Rows from a dataset
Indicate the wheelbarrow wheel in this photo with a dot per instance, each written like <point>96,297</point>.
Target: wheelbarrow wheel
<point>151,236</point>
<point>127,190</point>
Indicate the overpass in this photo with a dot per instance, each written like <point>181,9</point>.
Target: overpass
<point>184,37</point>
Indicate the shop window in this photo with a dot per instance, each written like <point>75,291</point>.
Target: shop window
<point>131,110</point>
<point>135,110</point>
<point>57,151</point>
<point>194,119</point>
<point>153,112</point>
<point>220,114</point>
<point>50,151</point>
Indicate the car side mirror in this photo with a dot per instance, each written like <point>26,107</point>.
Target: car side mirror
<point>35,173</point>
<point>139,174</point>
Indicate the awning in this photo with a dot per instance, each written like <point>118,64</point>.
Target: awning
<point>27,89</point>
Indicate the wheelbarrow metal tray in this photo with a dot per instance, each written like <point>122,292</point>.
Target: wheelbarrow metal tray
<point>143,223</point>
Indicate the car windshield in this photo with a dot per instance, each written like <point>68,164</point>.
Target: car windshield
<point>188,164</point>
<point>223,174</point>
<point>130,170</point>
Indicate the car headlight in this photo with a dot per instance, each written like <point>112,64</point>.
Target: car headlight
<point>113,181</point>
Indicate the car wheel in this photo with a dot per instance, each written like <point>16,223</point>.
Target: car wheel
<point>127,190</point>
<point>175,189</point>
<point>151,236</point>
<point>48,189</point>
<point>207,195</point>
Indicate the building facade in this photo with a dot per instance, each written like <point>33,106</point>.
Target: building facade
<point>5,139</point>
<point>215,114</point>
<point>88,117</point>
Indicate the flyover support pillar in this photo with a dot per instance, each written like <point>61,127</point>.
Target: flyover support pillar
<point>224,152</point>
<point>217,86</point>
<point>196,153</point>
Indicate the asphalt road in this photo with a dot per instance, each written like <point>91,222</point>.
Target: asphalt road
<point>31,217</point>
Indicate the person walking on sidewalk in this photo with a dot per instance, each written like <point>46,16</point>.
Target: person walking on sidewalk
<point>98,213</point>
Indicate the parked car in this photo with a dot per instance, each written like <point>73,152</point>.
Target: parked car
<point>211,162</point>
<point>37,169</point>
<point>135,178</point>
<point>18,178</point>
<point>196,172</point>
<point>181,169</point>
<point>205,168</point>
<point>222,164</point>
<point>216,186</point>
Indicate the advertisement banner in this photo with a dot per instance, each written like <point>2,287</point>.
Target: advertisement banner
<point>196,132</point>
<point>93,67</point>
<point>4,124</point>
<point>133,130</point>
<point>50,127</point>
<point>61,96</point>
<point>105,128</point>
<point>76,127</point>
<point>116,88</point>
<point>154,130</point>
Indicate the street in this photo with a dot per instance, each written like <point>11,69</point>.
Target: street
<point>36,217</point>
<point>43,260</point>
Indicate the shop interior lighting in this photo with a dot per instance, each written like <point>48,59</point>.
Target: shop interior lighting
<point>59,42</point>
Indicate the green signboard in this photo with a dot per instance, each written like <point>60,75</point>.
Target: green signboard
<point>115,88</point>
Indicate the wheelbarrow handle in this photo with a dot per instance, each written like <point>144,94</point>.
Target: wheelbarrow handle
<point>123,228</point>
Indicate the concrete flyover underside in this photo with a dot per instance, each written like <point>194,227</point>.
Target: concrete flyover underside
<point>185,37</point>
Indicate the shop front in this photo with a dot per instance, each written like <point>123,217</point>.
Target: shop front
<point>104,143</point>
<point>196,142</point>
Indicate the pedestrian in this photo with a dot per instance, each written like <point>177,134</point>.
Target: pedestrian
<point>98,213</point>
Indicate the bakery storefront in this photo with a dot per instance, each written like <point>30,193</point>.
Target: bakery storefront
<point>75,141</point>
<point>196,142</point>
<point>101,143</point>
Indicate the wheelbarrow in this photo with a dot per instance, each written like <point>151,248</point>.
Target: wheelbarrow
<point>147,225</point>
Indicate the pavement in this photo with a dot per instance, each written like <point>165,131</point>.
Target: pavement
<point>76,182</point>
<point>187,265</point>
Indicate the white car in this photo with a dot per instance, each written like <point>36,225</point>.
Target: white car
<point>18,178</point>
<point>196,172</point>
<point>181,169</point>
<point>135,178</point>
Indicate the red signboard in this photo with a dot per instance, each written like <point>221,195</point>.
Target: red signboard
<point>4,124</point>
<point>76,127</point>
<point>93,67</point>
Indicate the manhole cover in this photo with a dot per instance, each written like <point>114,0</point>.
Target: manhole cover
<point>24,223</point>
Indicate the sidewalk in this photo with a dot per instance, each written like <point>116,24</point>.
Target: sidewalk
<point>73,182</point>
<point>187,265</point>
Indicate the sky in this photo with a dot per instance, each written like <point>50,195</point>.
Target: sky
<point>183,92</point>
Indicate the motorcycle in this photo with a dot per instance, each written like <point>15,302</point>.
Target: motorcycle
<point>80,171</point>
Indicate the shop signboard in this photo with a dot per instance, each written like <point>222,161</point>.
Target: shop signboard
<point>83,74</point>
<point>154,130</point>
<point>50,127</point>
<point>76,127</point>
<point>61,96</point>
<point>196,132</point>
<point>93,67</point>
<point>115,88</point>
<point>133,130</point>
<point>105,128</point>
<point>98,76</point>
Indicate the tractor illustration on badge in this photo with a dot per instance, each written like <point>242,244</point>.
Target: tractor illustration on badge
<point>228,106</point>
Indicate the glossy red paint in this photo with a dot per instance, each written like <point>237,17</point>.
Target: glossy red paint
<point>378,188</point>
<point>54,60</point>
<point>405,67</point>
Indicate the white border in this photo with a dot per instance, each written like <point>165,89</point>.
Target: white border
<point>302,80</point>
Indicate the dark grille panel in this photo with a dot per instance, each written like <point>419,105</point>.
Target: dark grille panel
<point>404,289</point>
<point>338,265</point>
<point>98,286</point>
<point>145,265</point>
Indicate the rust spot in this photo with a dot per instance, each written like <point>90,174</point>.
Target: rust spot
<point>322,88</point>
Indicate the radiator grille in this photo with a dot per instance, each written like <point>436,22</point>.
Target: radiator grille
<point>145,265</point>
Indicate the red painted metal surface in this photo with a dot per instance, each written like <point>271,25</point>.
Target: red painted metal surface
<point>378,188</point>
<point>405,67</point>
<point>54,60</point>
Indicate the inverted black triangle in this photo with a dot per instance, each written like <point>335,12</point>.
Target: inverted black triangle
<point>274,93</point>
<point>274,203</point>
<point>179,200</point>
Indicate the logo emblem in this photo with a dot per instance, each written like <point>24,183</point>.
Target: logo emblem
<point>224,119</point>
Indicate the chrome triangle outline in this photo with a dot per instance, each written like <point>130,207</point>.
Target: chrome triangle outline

What this task involves
Please turn every line of the records above into a numbered list, omitting any blank lines.

Complete response
1. Indicate the wheelbarrow wheel in this photo with a dot per instance, each written like <point>96,297</point>.
2. Target: wheelbarrow wheel
3. <point>151,236</point>
4. <point>127,190</point>
5. Indicate the overpass in this photo with a dot per instance, each written like <point>181,9</point>.
6. Target: overpass
7. <point>184,37</point>
8. Indicate the shop window in this photo with a dot per instance, each written like <point>75,291</point>.
9. Target: shop window
10. <point>131,110</point>
11. <point>135,110</point>
12. <point>57,151</point>
13. <point>194,119</point>
14. <point>153,112</point>
15. <point>220,114</point>
16. <point>50,151</point>
17. Indicate the car side mirror in this photo with a dot per instance, each written like <point>26,107</point>.
18. Target: car side mirror
19. <point>35,173</point>
20. <point>139,174</point>
21. Indicate the awning in this photo with a dot per instance, each written like <point>118,64</point>.
22. Target: awning
23. <point>27,89</point>
24. Indicate the wheelbarrow metal tray in this photo with a dot per instance, each written like <point>122,292</point>.
25. Target: wheelbarrow metal tray
26. <point>143,223</point>
27. Indicate the car windshield in this photo with a dot per instance, each written like <point>68,164</point>.
28. Target: car windshield
29. <point>188,164</point>
30. <point>223,174</point>
31. <point>130,170</point>
32. Indicate the car headlight in this photo with a dot per instance, each written like <point>112,64</point>.
33. Target: car headlight
34. <point>113,181</point>
35. Indicate the car wheel in this photo with a dot per instance, each written like <point>16,223</point>.
36. Target: car wheel
37. <point>127,190</point>
38. <point>175,189</point>
39. <point>151,236</point>
40. <point>48,189</point>
41. <point>207,195</point>
42. Indicate the building facade in this photo with a dot per instance, each written like <point>33,106</point>.
43. Target: building facade
44. <point>5,139</point>
45. <point>215,114</point>
46. <point>88,117</point>
47. Indicate the flyover support pillar in this photo with a dot per instance, each written like <point>61,127</point>.
48. Target: flyover support pillar
49. <point>224,152</point>
50. <point>217,86</point>
51. <point>196,153</point>
52. Indicate the asphalt road in this photo with a dot per instance, each written like <point>91,222</point>.
53. Target: asphalt road
54. <point>31,217</point>
55. Indicate the person walking on sidewalk in this photo with a dot per instance, each written like <point>46,16</point>.
56. Target: person walking on sidewalk
57. <point>98,213</point>
58. Indicate the parked car in this photo with a dot per instance, each written like <point>73,152</point>.
59. Target: parked car
60. <point>211,162</point>
61. <point>37,169</point>
62. <point>135,178</point>
63. <point>18,178</point>
64. <point>196,172</point>
65. <point>181,169</point>
66. <point>205,168</point>
67. <point>222,164</point>
68. <point>216,186</point>
69. Indicate the advertisement banner in this photo with a dot per instance, each written like <point>2,287</point>.
70. Target: advertisement banner
71. <point>196,132</point>
72. <point>93,67</point>
73. <point>4,124</point>
74. <point>133,130</point>
75. <point>50,127</point>
76. <point>61,96</point>
77. <point>105,128</point>
78. <point>76,127</point>
79. <point>116,88</point>
80. <point>154,130</point>
81. Indicate the street in this photo with a dot per instance, each written like <point>11,69</point>.
82. Target: street
83. <point>36,217</point>
84. <point>43,260</point>
85. Indicate the shop interior lighting in this photo with a dot per instance, each written like <point>48,59</point>.
86. Target: shop interior lighting
87. <point>59,42</point>
88. Indicate the green signboard in this photo with a dot per instance, each written like <point>60,75</point>.
89. Target: green signboard
90. <point>115,88</point>
91. Indicate the wheelbarrow handle in this photo with a dot per instance, each written like <point>144,94</point>.
92. Target: wheelbarrow handle
93. <point>123,228</point>
94. Indicate the concrete flyover underside in this photo with a dot per instance, each written like <point>194,227</point>.
95. Target: concrete flyover underside
96. <point>185,37</point>
97. Indicate the shop front in this photo with a dot per instance, each written like <point>123,217</point>.
98. Target: shop front
99. <point>104,143</point>
100. <point>196,142</point>
101. Indicate the pedestrian in this photo with a dot per instance, each written like <point>177,134</point>.
102. Target: pedestrian
103. <point>98,213</point>
104. Indicate the bakery storefront in this photo with a dot per instance, each written like <point>30,193</point>.
105. Target: bakery storefront
106. <point>75,141</point>
107. <point>196,142</point>
108. <point>101,143</point>
109. Indicate the wheelbarrow in this photo with a dot per instance, each written like <point>151,248</point>.
110. Target: wheelbarrow
111. <point>147,225</point>
112. Indicate the pavement in this photo with a dot per instance, each written like <point>165,131</point>.
113. Target: pavement
114. <point>76,182</point>
115. <point>187,265</point>
116. Indicate the white car in this photo with a dot per instance, each written like <point>36,225</point>.
117. Target: white car
118. <point>18,178</point>
119. <point>196,172</point>
120. <point>181,169</point>
121. <point>135,178</point>
122. Indicate the red signboard in this photo with a dot per instance, each written like <point>221,195</point>.
123. Target: red signboard
124. <point>4,124</point>
125. <point>76,127</point>
126. <point>93,67</point>
127. Indicate the manhole cover in this photo with a dot per instance, each written like <point>114,0</point>.
128. Target: manhole cover
129. <point>24,223</point>
130. Indicate the sidewalk in this photo with a dot per instance, each written like <point>116,24</point>.
131. Target: sidewalk
132. <point>73,182</point>
133. <point>187,265</point>
134. Indicate the sky in this photo with a dot per instance, each written like <point>50,195</point>.
135. Target: sky
136. <point>183,92</point>
137. Indicate the motorcycle in this photo with a dot per instance, each written like <point>15,302</point>.
138. Target: motorcycle
139. <point>80,171</point>
140. Indicate the shop signboard in this photo with a dot per instance, each written like <point>222,161</point>.
141. Target: shop signboard
142. <point>83,74</point>
143. <point>154,130</point>
144. <point>50,127</point>
145. <point>76,127</point>
146. <point>61,96</point>
147. <point>196,132</point>
148. <point>93,67</point>
149. <point>115,88</point>
150. <point>133,130</point>
151. <point>105,128</point>
152. <point>98,76</point>
153. Indicate the tractor illustration on badge in this photo with a dot per instance, each written like <point>242,244</point>.
154. Target: tractor illustration on badge
155. <point>228,106</point>
156. Indicate the glossy red paint in this photo with a dot per instance, each written like <point>237,17</point>.
157. Target: glossy red paint
158. <point>378,188</point>
159. <point>54,60</point>
160. <point>405,67</point>
161. Indicate the white border in this photo with a dot per instance, each written like <point>165,89</point>.
162. Target: white border
163. <point>302,80</point>
164. Indicate the dark grille panel in this photo with a dot per instance, each written like <point>419,105</point>.
165. Target: dark grille panel
166. <point>404,289</point>
167. <point>338,265</point>
168. <point>98,286</point>
169. <point>145,265</point>
170. Indicate the rust spot in this photo with a dot per instance, each written like <point>90,174</point>.
171. Target: rust spot
172. <point>322,88</point>
173. Indicate the radiator grille in this photo with a dot per instance, each written like <point>436,22</point>.
174. Target: radiator grille
175. <point>145,265</point>
176. Indicate the red painted metal surface in this photo with a dot per instance, each written like <point>271,25</point>.
177. Target: red painted metal surface
178. <point>378,188</point>
179. <point>405,67</point>
180. <point>54,60</point>
181. Indicate the inverted black triangle in this photo with a dot per instance, each written like <point>335,12</point>.
182. Target: inverted black triangle
183. <point>274,93</point>
184. <point>274,203</point>
185. <point>179,200</point>
186. Indicate the logo emblem in this photo with a dot per instance, each written like <point>24,183</point>.
187. Target: logo emblem
188. <point>224,119</point>
189. Indicate the chrome triangle outline in this photo with a dot per instance, each written like <point>130,207</point>.
190. Target: chrome triangle outline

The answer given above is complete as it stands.